> _Directions for this task_: Write out every entry exactly as it stands.

> _Records from a dataset_:
++++++++
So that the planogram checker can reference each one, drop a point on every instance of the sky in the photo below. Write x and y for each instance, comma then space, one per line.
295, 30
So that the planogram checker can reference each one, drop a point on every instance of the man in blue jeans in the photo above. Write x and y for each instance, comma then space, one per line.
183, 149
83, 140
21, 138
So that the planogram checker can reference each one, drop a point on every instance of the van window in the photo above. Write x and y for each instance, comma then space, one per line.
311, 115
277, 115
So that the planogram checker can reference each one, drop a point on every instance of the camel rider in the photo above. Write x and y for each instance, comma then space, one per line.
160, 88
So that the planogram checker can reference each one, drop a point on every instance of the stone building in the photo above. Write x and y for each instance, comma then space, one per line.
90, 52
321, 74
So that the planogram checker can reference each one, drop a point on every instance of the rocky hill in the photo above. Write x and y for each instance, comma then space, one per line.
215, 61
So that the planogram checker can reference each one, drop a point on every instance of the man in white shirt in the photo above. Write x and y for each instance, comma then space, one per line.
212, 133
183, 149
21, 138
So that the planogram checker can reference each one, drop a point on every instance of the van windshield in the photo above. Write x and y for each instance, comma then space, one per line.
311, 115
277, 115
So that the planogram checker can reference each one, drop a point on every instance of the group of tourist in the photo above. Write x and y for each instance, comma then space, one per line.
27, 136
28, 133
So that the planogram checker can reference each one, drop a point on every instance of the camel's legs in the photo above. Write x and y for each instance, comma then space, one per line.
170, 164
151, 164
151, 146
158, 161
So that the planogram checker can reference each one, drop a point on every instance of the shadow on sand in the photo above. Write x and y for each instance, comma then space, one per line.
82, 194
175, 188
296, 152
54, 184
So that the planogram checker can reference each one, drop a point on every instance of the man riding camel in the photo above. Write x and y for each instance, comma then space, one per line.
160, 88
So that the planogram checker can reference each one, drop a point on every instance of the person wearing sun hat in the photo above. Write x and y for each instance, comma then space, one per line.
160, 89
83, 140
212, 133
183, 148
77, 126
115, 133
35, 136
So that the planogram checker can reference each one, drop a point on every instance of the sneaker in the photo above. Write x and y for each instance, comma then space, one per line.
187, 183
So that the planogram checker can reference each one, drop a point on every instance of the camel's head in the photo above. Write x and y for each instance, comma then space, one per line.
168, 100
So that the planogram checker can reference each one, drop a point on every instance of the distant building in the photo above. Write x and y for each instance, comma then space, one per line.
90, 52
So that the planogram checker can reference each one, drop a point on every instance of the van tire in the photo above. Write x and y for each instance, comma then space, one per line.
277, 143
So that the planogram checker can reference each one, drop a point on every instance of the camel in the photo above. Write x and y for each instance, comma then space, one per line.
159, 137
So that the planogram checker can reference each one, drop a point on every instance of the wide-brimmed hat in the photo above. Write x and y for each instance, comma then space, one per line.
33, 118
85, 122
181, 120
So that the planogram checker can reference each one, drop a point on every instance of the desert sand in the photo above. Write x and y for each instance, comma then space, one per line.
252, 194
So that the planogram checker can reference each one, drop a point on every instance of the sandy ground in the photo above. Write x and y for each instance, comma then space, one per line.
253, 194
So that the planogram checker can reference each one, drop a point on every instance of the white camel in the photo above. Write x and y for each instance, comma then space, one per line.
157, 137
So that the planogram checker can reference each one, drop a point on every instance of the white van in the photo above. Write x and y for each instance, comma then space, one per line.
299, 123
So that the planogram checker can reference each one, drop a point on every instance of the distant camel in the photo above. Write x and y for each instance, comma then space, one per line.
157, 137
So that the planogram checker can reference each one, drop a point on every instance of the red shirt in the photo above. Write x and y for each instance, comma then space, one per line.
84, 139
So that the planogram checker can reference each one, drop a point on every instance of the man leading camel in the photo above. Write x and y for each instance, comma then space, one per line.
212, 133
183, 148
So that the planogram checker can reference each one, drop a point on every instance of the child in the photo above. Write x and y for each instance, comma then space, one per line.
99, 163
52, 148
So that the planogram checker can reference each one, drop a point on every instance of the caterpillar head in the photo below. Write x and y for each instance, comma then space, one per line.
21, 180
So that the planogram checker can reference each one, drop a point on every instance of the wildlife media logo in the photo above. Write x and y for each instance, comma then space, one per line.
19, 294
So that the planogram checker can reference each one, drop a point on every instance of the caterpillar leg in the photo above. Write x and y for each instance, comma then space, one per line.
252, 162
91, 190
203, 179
++++++++
> _Exercise response_:
So that the planogram checker can reference each one, drop a point on every instance of the sky in the photo below. Write x and y for each instance, comma then space, one per line.
295, 30
So that the planogram checker can reference each one, drop a point on every instance of the man in blue jeans in the photo above. Write x and y for each instance, comma then space, one per line.
183, 149
83, 140
21, 138
So that the planogram checker can reference each one, drop a point on every instance of the van window in the photo above. Write x and y for each instance, comma then space, one per line.
311, 115
277, 115
So that the planogram checker can reference each one, drop a point on every instance of the camel rider in the photo above. Write x and y for each instance, comma then space, one per line.
160, 88
So that the planogram checker can reference each one, drop a point on every instance of the stone building in the photo above. Write x and y for each instance, comma then space, one per line.
90, 52
321, 74
So that the planogram checker can reference each one, drop a point on every instance of the rocky hill in the photo above. Write x and y for each instance, comma then space, one per line.
215, 61
So that the planogram checker can reference each one, drop a point on every instance of the man in white shirt in the photo above. Write x and y for each instance, comma then space, one per line.
212, 133
183, 149
21, 138
So that the planogram checker can reference each one, drop a point on every instance of the van windshield in the photo above. Write x and y for each instance, comma then space, one per line.
311, 115
277, 115
So that the planogram checker can reference each one, drop a point on every instance of the group of tourist in the photo above. Write x and y for each instance, comma then space, one per line.
27, 136
28, 133
So that the planogram checker can reference each one, drop a point on every instance of the camel's legs in the photo above. Write x and y for each instance, comma then space, one per line.
170, 164
151, 164
151, 146
158, 161
So that the planogram checker can reference each one, drop a point on every instance of the shadow on sand in the photo above. Write x and y for each instance, comma then space, one per line.
82, 194
175, 188
296, 152
54, 184
So that the planogram checker can reference each one, drop a point on every instance of the man riding camel in the photo above. Write x and y for each instance, comma then space, one per line.
160, 88
So that the planogram checker can reference each one, drop a point on every instance of the person wearing sun hat in the photo above. Write x and y for each instance, comma then space, one per line.
160, 89
83, 140
212, 133
183, 148
77, 126
115, 133
35, 136
So that the planogram checker can reference each one, drop a point on every instance of the sneaker in the photo above. Write x and y for each instance, comma then space, one per line.
187, 183
So that the planogram checker can reference each one, drop a point on every instance of the camel's head in the photo above. Write x and y for each instance, comma then space, one per line.
168, 100
So that the planogram checker can reference each one, drop a point on every instance of the distant building in the photo above. Write x and y for each instance, comma then space, one per line.
90, 52
So that the planogram checker can reference each one, drop a point on every instance of the van tire in the photo above. Write x and y for each instance, comma then space, one per line.
277, 143
So that the planogram checker can reference each one, drop a point on every instance of the camel in the photo above. Write x and y for each instance, comma then space, one per line.
159, 137
So that the planogram checker can reference each one, drop a point on every instance of the wide-brimmed hat in the photo above. Write x and y for each instance, comma then space, one per line.
33, 118
85, 122
181, 120
So that the planogram checker can reference each one, drop a point on every instance of the desert sand in the photo above. Write x and y for each instance, comma then space, one per line.
252, 194
So that the planogram checker can reference each one, drop a point on every instance of the sandy ground in the photo above. Write x and y for each instance, comma then space, one per line.
253, 194
So that the planogram checker can reference each one, drop a point on every instance of the white camel in the photo above. Write x and y for each instance, comma then space, one per line.
157, 137
So that the planogram checker can reference each one, drop a point on every instance of the white van in the photo above. Write x and y for each instance, comma then space, one per line.
299, 123
So that the planogram checker can reference each one, drop a point on every instance of the distant camel in the photo above. Write x and y for each instance, comma then space, one per line.
157, 137
So that the planogram checker can reference each one, drop a point on every instance of the red shirt in the photo above. Write x and y for each instance, comma then space, one per line.
84, 139
So that the planogram checker can reference each one, drop a point on every instance of the man leading camel in the photo above. Write x and y for each instance, comma then space, one per line.
212, 133
183, 148
So that the planogram checker can reference each one, drop a point on every instance of the child in the photo above. Write x and y for each instance, comma then space, one per line.
99, 163
52, 148
So that the planogram checker can reference each one, drop a point on every instance of the caterpillar head in the photo below. Write x and y for each instance, comma then space, one per line.
21, 180
So that the planogram checker can reference each one, drop a point on every instance of the wildlife media logo in the photo above. Write x and y for each instance, comma then space, one per line.
19, 294
So that the planogram checker can reference each one, drop a point on every instance of the caterpillar leg in the photo above. Write x and y for each instance, comma then space, one per line.
252, 162
91, 190
203, 179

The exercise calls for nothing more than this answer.